> **Record excerpts**
|---|

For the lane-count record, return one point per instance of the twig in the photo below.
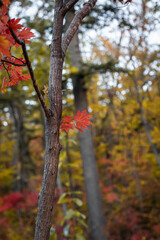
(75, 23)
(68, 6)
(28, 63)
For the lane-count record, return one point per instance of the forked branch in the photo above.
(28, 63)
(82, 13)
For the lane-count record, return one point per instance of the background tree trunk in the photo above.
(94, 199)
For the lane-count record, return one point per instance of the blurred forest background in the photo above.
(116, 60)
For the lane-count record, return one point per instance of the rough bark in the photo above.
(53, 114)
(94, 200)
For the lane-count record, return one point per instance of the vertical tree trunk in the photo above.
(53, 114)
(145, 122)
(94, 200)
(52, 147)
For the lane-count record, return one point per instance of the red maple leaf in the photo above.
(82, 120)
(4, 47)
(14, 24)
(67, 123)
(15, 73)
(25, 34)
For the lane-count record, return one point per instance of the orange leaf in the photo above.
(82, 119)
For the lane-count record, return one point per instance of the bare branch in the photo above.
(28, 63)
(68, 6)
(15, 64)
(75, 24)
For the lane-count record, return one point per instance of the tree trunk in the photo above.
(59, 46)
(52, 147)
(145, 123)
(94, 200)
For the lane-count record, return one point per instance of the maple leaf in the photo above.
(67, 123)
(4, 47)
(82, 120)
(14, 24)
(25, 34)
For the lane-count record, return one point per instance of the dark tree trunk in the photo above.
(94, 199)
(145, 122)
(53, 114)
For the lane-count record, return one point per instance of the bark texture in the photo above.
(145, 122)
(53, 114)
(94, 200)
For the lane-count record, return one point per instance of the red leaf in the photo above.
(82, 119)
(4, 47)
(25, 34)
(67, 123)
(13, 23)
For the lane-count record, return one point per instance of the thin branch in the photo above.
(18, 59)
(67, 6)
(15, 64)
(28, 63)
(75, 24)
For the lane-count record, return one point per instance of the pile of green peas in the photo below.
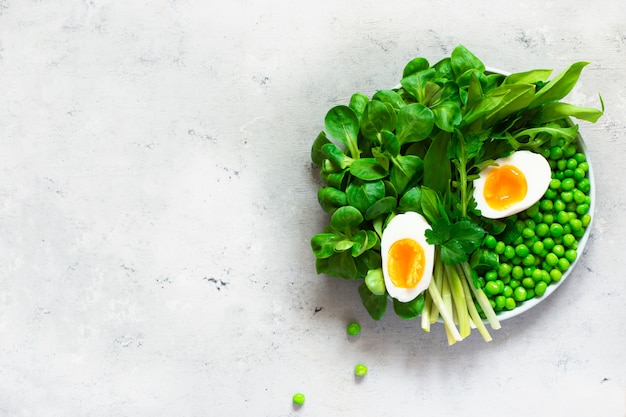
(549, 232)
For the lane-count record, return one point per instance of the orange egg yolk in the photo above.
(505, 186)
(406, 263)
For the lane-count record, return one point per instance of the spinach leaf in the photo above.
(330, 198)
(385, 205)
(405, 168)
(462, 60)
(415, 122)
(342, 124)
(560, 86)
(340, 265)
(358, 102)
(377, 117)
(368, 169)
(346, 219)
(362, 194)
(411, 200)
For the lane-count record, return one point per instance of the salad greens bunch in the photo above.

|---|

Return all of the lines above word for word, from first to last, leaving out the pictures.

For the lane-count record, return one point per instance of the twig in the photo below.
(75, 23)
(68, 6)
(28, 63)
For the lane-count record, return one point per instance of the forked branch in the photo above.
(28, 63)
(82, 13)
For the lane-count record, return one point per instance of the background tree trunk in the photo above.
(94, 199)
For the lane-count record, return one point per instance of the blurred forest background in the photo above.
(116, 60)
For the lane-count record, return one point per instance of the rough bark in the photo above.
(53, 114)
(94, 200)
For the lane-count record, return one point per instance of the vertical tree trunk in the photo above.
(53, 114)
(145, 122)
(94, 200)
(52, 147)
For the lane-count record, return one point per instance of the red maple leaf in the photo above.
(82, 120)
(4, 47)
(14, 24)
(67, 123)
(15, 73)
(25, 34)
For the lane-count record, return one point per instance of the orange leaf in the photo above.
(82, 119)
For the lane-count record, return one point per instance of the bare branch in the photo above.
(28, 63)
(68, 6)
(15, 64)
(75, 24)
For the lane-count record, return one point per instance of the tree trunk in the photo above.
(59, 46)
(52, 147)
(145, 123)
(94, 200)
For the lane-count record, return one point per instance of the maple leaf in the photo above.
(67, 123)
(4, 47)
(82, 120)
(14, 24)
(25, 34)
For the lane-count record, return one point per instance of the dark tree trunk in the photo above.
(94, 199)
(145, 122)
(53, 114)
For the lane-count record, return one point per instance of the bark texture in the photo above.
(145, 122)
(53, 114)
(94, 200)
For the lane-count record, return one point per instance of the red leaf in the photo above.
(82, 119)
(4, 47)
(25, 34)
(67, 123)
(13, 23)
For the lane-count record, return one point per instance of the thin branch in the photo above.
(18, 59)
(67, 6)
(15, 64)
(28, 63)
(75, 24)
For the lane-count record, return one point per instance of the pile of green peas in the photo below.
(549, 232)
For the lane-count record, return one point per instance of the orange egg yolk in the photo above.
(505, 186)
(406, 263)
For the lane-count record, return one point per instance of the spinach leaf in the photo above.
(330, 198)
(385, 205)
(405, 168)
(462, 60)
(415, 122)
(342, 124)
(560, 86)
(340, 265)
(358, 102)
(377, 117)
(368, 169)
(346, 219)
(362, 194)
(411, 200)
For the lane-count record, return one point per instance of the salad greens bunch in the photo above.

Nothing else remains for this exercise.